Could you rewrite the items below so that every "instance" becomes "object" and everything else stays the same?

**Data drawn from a collection**

"""

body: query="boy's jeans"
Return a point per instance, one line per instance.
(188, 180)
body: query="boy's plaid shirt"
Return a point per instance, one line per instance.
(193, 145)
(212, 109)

"""

**Solution for this problem**
body: query="boy's jeans"
Return a point per object, one line per object.
(188, 180)
body: query="boy's plaid shirt"
Return a point per object, one line per object.
(193, 145)
(212, 109)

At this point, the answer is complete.